### Natural language region descriptions
****************
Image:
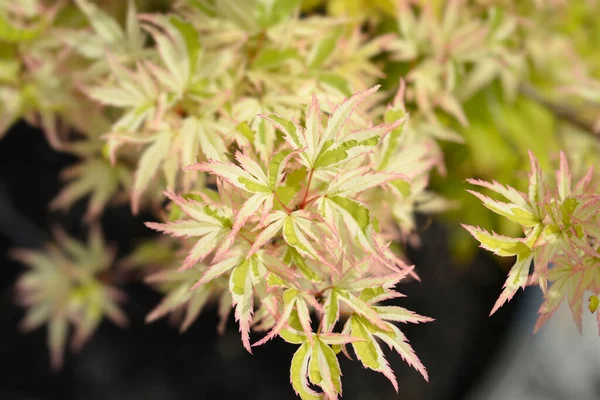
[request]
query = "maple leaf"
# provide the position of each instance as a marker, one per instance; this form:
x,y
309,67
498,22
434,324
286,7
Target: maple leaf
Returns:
x,y
64,286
****************
### WORK ORDER
Give every entry again verbatim, with no pictures.

### EXERCISE ANSWER
Image:
[request]
query = "maple leaf"
# provide the position of each instance as a marker, one per instance; this form:
x,y
309,67
498,22
434,324
286,7
Target: maple leaf
Returns:
x,y
64,286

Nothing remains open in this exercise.